=== Testo estratto ===

Il secondo delitto: il caso Durante e il “tribunale della camorra”

La vicenda si intreccia in modo drammatico con un secondo omicidio: quello di un altro giovanissimo, Emanuele Durante. Per gli investigatori il filo che lega i due fatti di sangue è diretto. Dopo la morte di Tufano, si sarebbe attivato un vero e proprio “tribunale della camorra” incaricato di individuare e punire il presunto responsabile dell’agguato finito in tragedia.

Secondo l’ipotesi accusatoria, il nome di Durante sarebbe stato indicato come colui che aveva avuto un ruolo nella sparatoria in cui perse la vita Tufano. Una ricostruzione che, alla luce degli sviluppi investigativi, si rivelerebbe però clamorosamente sbagliata. Nonostante ciò, la “sentenza” del tribunale criminale viene eseguita: Emanuele Durante viene assassinato, vittima designata di un errore fatale, punito per una responsabilità che, secondo gli inquirenti, non avrebbe mai avuto.

La morte di Durante rappresenta, per gli investigatori, l’ulteriore conferma dell’esistenza di un sistema di giustizia parallela gestito dai clan o da gruppi emergenti, che non esitano a decretare condanne di morte sulla base di sospetti, voci di strada o calcoli di convenienza criminale.

I dubbi degli inquirenti e i nodi da sciogliere

Resta una domanda chiave: perché è stato ucciso Emanuele Durante, se non era l’unico ad aver partecipato – e, secondo gli sviluppi, forse neppure aveva partecipato – alla sparatoria culminata nella morte di Tufano? Anche partendo dal collegamento ormai assodato fra i due delitti, gli stessi investigatori ammettono che non è semplice fornire una risposta univoca.

===

◆ Indicazione 1: Riporta senza alcuna modifica il passo del testo sul caso Durante, partendo da "La vicenda si" e terminando con "finito in tragedia.".
Il testo e i record non hanno alcun legame tra loro.

=== Materiale di lavoro ===

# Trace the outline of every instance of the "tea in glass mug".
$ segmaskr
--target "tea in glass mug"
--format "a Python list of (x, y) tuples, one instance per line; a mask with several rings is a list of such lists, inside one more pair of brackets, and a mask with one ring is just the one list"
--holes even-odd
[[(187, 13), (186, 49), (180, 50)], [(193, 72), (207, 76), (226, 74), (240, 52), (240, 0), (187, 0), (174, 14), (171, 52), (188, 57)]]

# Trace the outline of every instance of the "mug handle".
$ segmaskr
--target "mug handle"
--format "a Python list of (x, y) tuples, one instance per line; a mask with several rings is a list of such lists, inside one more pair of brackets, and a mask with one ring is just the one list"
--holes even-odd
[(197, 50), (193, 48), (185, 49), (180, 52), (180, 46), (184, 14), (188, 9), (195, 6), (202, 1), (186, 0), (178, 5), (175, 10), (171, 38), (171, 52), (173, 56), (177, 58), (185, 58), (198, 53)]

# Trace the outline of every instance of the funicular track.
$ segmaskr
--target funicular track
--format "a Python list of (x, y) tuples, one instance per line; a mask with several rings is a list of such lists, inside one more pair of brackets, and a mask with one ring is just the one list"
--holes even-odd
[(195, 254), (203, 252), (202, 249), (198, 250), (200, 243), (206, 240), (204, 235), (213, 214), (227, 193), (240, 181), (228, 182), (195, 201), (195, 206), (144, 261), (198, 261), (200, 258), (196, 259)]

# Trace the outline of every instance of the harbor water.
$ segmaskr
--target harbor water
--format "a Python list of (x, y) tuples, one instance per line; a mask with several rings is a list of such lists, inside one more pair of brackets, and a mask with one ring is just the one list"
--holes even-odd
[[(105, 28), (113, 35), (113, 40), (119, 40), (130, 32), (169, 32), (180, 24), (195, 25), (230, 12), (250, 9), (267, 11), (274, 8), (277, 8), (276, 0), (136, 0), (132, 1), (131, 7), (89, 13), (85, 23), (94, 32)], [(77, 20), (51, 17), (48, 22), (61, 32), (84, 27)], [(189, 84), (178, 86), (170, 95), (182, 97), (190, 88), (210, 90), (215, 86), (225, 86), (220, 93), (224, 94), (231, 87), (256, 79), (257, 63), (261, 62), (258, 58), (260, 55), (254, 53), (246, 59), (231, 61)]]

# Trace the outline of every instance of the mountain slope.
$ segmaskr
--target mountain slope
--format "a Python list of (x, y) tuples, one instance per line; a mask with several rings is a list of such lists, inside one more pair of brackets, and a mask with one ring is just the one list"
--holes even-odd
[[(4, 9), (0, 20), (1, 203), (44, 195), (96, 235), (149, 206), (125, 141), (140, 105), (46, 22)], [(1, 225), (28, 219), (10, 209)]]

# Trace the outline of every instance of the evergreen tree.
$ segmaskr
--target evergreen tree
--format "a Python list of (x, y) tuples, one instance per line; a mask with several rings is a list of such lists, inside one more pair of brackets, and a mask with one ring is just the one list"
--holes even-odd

===

◆ Indicazione 2: Aggiungi 45 a ogni coordinata presente nelle risposte dei record e riscrivi integralmente soltanto le righe che partono dall'inizio dei record e terminano con la riga che contiene "52), (188, 57)]]", entrambe comprese.

◆ Risultato completo 1:
La vicenda si intreccia in modo drammatico con un secondo omicidio: quello di un altro giovanissimo, Emanuele Durante. Per gli investigatori il filo che lega i due fatti di sangue è diretto. Dopo la morte di Tufano, si sarebbe attivato un vero e proprio “tribunale della camorra” incaricato di individuare e punire il presunto responsabile dell’agguato finito in tragedia.

◆ Risultato completo 2:
# Trace the outline of every instance of the "tea in glass mug".
$ segmaskr
--target "tea in glass mug"
--format "a Python list of (x, y) tuples, one instance per line; a mask with several rings is a list of such lists, inside one more pair of brackets, and a mask with one ring is just the one list"
--holes even-odd
[[(232, 58), (231, 94), (225, 95)], [(238, 117), (252, 121), (271, 119), (285, 97), (285, 45), (232, 45), (219, 59), (216, 97), (233, 102)]]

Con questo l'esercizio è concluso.